BRIEF A:
Sum up the comment thread on AI coding in two sentences.
BRIEF B:
In the comment thread on AI coding, what does the second commenter give as the usual reason the AI produces wrong code? Answer in one or two sentences.

Comment on I Went All-In on AI. The MIT Study Is Right.
PoliteDudeInTheMood@lemmy.ca 5 days agoI think it really depends on the user and how you communicate with the AI. People are different, and we communicate differently. But if you’re precise and you tell it what you want, and what your expected result should be it’s pretty good at filling in the blanks.
I can pull really useful code out of Claude, but ask me to think up a prompt to feed into Gemini for video creation and they look like shit.
jj4211@lemmy.world 5 days ago
The type of problem in my experience is the biggest change in problem.
Ask for something that is consistent with very well trodden territory, and it has a good shot. However if you go off the beaten path, and it really can’t credibly generate code, it generates anyway, making up function names, file paths, rest urls and attributes, and whatever else that would sound good and consistent with the prompt, but no connection to real stuff.
It’s usually not that that it does the wrong thing because it “misunderstood”, it is usually that it producea very appropriate looking code consistent with the request that does not have a link to reality, and there’s no recognition of when it invented non existent thing.
If it’s a fairly milquetoast web UI manipulating a SQL backend, it tends to chew through that more reasonably (though in various results that I’ve tried it screwed up a fundamental security principle, like once I saw it suggest a weird custom certificate validation and disable default validation while transmitting sensitive data before trying to meaningfully execute the custom valiidation.

(Data records)
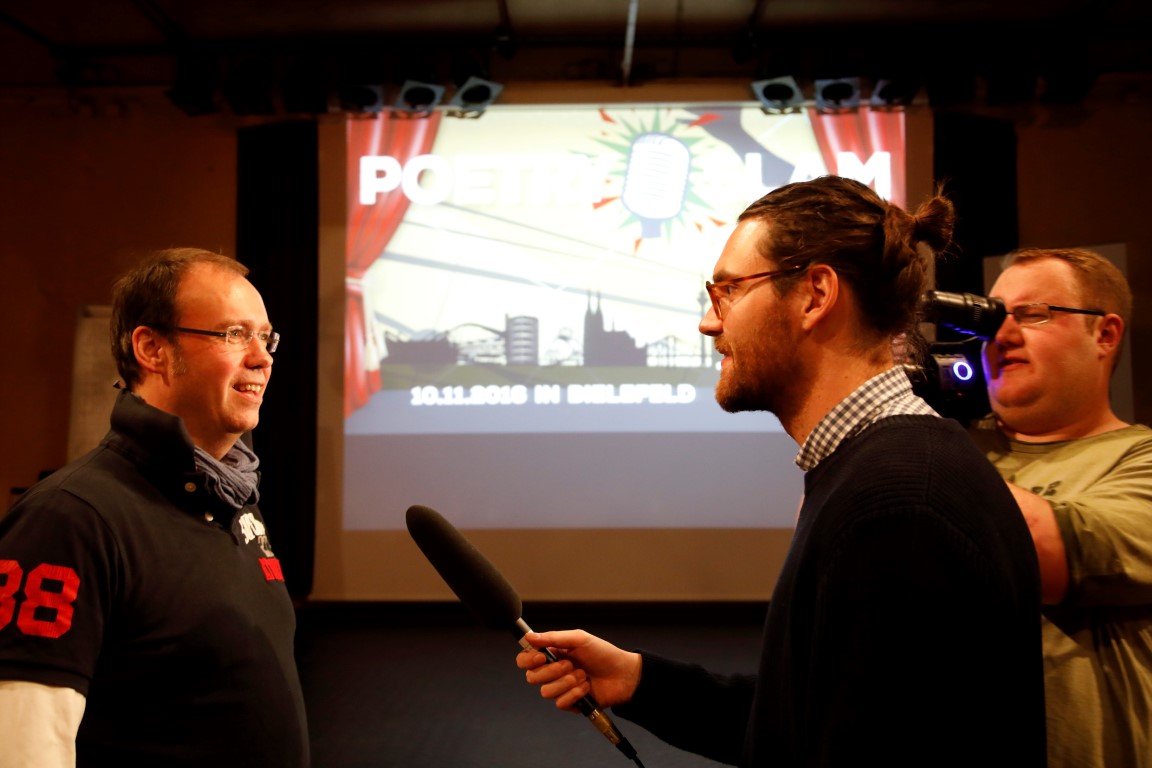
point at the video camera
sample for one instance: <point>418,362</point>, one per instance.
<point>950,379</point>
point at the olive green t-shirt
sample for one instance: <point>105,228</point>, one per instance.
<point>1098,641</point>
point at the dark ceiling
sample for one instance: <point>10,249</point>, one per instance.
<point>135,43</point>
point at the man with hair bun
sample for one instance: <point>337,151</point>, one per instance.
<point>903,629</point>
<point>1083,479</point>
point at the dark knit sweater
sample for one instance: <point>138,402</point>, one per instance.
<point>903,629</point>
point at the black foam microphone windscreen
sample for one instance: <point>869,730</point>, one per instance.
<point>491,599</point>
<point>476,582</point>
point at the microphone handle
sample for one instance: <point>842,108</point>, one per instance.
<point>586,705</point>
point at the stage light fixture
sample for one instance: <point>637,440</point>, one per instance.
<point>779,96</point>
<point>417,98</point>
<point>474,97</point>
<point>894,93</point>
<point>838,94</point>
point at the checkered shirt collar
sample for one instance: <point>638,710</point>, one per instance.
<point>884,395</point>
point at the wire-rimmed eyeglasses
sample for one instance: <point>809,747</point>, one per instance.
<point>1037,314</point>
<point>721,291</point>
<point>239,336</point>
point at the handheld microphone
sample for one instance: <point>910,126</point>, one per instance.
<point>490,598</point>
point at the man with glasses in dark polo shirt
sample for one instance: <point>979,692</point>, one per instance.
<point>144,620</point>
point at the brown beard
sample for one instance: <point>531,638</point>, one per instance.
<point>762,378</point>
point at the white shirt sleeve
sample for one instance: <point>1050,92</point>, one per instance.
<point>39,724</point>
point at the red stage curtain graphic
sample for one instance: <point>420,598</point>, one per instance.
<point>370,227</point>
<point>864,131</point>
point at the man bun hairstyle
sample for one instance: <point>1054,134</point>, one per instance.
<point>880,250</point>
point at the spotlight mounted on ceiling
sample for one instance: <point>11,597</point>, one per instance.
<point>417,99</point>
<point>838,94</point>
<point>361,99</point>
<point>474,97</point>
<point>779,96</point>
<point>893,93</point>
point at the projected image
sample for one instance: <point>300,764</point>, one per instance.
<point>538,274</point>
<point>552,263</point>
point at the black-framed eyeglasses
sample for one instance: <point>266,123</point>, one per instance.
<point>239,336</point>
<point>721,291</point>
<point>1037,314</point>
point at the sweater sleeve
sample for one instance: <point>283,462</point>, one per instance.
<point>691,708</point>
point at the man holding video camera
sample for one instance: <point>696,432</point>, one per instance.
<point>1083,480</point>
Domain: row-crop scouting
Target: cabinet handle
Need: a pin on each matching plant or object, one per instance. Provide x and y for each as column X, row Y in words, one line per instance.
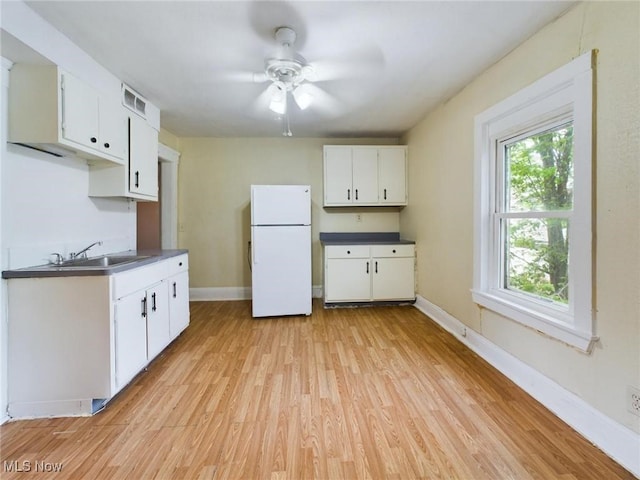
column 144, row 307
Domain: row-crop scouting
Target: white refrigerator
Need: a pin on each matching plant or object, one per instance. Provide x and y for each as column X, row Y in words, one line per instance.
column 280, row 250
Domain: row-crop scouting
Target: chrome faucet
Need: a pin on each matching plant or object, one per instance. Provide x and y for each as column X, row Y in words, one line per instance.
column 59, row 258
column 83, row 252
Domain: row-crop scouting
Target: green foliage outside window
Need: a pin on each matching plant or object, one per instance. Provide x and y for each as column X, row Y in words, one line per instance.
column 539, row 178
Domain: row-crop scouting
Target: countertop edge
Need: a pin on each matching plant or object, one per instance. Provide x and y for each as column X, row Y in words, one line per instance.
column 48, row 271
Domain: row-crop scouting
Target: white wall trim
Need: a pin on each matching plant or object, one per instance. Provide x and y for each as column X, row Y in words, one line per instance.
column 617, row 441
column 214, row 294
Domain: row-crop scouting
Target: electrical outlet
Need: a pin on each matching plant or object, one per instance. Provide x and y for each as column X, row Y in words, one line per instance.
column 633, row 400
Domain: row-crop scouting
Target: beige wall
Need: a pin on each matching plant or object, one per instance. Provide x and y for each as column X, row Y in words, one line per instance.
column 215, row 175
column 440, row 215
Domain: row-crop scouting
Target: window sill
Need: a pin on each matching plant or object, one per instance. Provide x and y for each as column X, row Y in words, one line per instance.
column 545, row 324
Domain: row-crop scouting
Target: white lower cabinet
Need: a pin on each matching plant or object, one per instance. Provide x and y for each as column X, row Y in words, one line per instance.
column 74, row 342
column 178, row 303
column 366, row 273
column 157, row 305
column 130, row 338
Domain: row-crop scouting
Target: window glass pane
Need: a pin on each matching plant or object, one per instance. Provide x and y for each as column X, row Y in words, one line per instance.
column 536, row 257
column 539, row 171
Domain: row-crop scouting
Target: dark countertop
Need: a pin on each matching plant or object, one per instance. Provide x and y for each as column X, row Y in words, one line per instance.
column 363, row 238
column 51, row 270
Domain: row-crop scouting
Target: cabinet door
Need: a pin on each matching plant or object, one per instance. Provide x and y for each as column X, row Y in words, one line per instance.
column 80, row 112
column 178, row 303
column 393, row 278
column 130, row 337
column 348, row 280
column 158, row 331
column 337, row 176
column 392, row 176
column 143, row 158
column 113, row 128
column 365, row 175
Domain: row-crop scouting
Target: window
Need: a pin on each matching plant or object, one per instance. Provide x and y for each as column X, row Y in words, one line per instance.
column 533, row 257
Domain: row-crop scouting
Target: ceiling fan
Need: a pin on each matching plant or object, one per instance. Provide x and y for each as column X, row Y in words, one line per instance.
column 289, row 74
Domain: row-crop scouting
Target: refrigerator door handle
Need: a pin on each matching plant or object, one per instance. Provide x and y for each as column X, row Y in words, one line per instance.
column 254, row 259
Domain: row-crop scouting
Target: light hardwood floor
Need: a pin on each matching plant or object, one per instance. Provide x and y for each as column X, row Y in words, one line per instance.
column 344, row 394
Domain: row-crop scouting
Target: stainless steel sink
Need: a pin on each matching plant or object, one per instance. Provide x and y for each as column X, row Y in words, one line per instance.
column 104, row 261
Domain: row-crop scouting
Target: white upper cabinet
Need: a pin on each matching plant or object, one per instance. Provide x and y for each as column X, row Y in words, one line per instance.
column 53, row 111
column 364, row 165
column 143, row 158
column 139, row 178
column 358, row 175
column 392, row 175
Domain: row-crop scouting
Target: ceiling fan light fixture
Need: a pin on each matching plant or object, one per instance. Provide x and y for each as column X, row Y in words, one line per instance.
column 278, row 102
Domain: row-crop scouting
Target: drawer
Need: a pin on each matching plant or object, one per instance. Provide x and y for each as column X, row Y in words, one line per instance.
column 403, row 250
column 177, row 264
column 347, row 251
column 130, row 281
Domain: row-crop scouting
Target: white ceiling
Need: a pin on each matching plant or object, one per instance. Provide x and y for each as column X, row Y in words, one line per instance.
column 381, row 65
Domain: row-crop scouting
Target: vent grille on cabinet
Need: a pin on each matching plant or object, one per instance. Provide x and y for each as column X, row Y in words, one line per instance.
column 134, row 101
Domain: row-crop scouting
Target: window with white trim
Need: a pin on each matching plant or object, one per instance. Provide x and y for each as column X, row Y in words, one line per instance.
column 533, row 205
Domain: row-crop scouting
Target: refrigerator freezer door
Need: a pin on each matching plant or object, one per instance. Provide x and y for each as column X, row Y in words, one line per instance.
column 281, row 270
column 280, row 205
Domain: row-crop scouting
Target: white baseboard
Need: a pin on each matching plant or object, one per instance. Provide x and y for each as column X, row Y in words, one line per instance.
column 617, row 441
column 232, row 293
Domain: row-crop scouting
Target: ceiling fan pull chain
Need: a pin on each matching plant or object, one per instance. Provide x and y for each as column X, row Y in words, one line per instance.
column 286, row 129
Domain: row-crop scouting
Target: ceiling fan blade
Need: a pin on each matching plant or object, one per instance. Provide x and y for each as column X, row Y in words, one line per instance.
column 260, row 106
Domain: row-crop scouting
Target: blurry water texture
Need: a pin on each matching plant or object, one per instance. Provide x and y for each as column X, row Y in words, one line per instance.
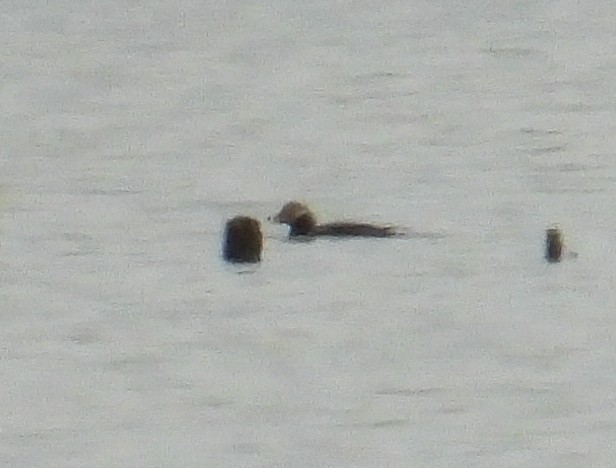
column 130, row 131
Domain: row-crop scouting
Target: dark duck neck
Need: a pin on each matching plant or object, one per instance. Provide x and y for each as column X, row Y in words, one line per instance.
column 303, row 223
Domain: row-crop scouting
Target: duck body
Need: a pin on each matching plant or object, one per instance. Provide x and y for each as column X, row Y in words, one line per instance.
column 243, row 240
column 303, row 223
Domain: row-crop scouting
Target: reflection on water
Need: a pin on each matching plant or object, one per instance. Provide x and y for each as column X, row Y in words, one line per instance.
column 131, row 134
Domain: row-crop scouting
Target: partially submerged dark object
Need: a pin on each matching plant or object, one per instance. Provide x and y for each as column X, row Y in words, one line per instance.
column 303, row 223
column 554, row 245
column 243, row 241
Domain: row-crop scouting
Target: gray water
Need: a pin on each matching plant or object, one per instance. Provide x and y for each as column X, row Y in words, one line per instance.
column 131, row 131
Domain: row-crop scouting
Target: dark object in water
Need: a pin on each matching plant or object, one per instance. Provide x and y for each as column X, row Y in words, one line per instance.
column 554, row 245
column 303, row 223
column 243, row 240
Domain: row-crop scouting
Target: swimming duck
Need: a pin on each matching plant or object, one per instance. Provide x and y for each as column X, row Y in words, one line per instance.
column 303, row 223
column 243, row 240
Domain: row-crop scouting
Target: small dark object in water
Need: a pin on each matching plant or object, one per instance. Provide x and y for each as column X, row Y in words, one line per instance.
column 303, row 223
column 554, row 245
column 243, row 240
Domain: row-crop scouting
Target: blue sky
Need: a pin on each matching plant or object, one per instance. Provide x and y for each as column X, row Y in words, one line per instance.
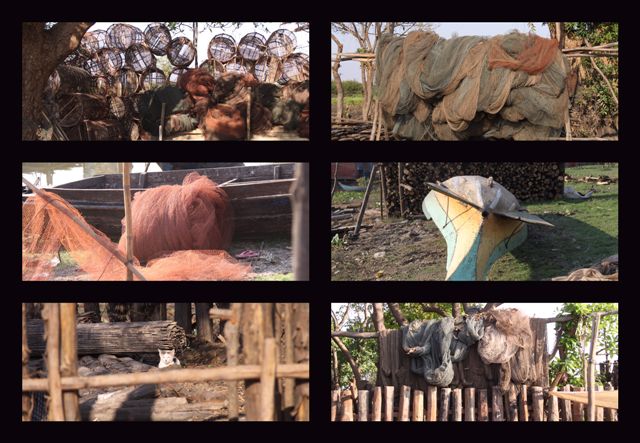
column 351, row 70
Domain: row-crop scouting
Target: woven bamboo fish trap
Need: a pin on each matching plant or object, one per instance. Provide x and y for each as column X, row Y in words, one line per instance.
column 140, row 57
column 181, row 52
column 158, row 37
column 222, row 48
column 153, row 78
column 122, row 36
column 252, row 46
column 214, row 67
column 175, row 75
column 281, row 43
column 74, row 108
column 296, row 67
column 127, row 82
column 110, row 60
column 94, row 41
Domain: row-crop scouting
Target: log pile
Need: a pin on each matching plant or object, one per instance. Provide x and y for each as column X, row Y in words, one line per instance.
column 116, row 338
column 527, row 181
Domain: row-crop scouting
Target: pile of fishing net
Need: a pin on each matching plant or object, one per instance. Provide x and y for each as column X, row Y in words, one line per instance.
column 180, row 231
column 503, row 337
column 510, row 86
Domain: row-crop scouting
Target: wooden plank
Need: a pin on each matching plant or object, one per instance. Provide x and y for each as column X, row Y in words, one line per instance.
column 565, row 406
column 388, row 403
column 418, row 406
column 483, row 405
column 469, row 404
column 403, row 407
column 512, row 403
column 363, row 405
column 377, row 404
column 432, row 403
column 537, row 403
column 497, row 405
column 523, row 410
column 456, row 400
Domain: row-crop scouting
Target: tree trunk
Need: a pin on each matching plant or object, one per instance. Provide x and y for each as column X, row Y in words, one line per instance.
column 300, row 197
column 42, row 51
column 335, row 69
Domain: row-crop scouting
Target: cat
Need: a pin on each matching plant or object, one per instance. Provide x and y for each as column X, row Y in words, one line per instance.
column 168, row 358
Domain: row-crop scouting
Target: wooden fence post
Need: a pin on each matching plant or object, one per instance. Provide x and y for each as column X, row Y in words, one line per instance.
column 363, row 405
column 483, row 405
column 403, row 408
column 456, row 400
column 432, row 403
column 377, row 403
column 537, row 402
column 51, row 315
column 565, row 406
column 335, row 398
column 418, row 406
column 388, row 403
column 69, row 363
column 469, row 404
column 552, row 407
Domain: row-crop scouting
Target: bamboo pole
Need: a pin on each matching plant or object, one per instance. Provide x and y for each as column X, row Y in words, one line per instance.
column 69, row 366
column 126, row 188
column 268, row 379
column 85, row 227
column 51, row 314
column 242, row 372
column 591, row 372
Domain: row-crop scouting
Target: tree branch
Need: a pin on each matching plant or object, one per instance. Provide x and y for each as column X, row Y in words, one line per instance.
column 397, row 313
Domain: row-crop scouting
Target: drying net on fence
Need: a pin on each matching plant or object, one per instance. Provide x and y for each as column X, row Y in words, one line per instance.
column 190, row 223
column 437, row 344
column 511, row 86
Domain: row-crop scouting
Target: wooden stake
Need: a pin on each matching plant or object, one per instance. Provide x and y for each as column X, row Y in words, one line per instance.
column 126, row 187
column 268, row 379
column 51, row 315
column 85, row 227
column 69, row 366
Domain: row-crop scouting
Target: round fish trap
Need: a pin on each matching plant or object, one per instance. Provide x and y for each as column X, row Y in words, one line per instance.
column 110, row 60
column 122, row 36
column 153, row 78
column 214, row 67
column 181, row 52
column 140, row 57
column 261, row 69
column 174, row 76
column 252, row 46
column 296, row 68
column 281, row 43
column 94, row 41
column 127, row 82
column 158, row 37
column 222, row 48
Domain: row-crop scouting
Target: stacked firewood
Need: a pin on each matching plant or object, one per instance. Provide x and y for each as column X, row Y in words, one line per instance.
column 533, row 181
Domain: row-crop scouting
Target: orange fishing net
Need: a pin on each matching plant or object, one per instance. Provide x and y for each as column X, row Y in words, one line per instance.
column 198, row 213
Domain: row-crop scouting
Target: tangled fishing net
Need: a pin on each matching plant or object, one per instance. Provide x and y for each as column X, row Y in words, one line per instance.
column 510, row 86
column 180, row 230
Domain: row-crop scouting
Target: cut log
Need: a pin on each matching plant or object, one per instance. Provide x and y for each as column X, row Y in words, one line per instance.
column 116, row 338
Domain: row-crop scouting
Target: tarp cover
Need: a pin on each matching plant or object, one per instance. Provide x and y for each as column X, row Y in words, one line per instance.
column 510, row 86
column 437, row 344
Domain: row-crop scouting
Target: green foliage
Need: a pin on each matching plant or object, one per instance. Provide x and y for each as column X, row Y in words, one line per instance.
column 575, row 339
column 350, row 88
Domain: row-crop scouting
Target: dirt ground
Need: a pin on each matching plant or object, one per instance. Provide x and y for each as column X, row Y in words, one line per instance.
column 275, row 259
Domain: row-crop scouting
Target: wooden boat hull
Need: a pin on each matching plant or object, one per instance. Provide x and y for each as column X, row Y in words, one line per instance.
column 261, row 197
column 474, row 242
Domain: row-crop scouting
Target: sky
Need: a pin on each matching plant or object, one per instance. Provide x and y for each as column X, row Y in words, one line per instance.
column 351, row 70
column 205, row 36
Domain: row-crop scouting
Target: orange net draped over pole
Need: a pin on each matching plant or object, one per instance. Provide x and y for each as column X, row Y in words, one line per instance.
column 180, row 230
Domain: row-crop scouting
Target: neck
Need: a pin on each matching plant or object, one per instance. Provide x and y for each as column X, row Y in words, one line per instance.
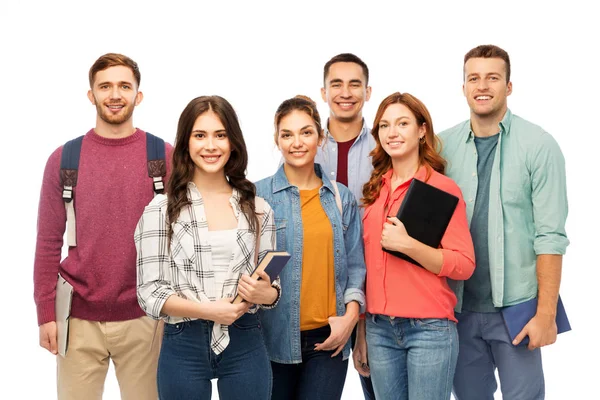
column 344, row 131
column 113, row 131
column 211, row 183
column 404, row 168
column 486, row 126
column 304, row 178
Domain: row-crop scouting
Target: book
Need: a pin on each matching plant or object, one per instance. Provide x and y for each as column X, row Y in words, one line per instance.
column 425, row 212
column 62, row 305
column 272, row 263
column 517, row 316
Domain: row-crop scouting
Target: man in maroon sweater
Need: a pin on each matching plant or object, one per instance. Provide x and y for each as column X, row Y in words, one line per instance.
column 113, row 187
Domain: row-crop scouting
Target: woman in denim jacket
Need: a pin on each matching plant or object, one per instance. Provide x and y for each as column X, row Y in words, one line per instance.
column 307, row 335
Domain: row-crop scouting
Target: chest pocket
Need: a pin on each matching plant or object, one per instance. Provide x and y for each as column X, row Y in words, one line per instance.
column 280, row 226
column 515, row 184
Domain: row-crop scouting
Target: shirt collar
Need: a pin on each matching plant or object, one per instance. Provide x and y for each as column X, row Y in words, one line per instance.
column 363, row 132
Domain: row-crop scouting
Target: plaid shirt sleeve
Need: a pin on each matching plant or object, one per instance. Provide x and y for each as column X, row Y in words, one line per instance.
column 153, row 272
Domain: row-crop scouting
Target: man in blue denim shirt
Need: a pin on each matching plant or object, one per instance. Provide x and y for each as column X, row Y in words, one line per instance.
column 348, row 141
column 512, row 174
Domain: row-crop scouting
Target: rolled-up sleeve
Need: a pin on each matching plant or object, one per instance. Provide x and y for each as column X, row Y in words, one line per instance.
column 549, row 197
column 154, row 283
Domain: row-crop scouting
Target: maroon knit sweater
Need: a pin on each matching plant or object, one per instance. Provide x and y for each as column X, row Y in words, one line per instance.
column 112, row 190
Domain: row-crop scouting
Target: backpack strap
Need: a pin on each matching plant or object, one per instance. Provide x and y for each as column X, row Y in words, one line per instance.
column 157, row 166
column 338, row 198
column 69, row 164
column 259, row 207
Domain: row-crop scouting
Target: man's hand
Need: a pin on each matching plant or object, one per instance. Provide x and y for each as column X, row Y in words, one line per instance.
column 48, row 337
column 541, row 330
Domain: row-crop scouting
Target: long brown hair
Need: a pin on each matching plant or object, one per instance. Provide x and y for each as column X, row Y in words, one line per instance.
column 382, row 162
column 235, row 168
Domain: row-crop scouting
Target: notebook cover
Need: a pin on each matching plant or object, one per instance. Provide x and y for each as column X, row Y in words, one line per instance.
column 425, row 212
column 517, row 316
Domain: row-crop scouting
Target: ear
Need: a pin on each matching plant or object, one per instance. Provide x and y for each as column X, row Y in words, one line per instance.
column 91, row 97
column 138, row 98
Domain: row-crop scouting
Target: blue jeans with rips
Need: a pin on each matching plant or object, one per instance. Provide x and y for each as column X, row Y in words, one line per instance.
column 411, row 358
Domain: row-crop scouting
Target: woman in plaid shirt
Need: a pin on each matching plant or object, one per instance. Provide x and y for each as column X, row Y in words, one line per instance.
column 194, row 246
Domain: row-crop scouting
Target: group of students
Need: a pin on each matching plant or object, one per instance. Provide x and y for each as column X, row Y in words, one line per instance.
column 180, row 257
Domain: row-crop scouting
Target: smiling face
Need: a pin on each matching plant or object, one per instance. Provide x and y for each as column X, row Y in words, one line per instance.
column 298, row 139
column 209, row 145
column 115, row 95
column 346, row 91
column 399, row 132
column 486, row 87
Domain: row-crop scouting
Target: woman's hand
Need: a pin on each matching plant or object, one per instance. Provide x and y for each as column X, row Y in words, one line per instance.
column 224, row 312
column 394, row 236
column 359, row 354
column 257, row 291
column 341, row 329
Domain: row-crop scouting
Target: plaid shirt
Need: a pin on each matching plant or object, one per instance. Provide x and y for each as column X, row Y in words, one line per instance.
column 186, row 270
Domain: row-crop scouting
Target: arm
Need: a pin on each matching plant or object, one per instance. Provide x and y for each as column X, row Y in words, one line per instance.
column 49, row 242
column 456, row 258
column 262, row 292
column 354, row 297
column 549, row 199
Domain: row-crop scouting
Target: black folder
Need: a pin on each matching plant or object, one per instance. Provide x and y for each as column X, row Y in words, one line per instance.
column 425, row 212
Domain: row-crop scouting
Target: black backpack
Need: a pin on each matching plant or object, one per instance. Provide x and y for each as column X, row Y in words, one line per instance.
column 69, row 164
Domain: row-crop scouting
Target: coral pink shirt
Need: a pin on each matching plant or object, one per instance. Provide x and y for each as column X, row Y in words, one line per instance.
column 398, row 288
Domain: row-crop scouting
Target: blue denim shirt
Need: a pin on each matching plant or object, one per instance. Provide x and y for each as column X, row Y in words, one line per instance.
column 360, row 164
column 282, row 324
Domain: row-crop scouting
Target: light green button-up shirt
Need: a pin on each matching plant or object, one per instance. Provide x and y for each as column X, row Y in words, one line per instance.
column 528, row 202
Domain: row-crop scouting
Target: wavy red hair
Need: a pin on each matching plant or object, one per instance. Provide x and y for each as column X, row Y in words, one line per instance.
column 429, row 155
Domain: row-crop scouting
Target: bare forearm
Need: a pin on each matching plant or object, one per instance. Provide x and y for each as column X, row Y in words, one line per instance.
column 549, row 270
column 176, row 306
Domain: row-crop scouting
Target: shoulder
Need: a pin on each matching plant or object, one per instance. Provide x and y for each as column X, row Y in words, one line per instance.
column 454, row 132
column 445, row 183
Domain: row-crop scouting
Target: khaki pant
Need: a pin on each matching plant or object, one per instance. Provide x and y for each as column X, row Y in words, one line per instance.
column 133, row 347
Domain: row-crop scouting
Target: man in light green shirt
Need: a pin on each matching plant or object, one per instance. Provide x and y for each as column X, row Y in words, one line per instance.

RESPONSE BOX A:
One commenter says results depend on communicating precisely with the AI and stating the expected result, noting they get useful code from Claude but poor prompts for Gemini video creation. Another says the type of problem matters most: on well-trodden territory the AI has a good shot, but off the beaten path it makes up function names, file paths, URLs and attributes with no connection to real things, and even on a routine web UI over a SQL backend it once suggested disabling default certificate validation.

RESPONSE BOX B:
It usually isn't because the AI misunderstood the request. It produces appropriate-looking code that fits the request but has no link to reality, and it doesn't recognize when it has invented something that doesn't exist.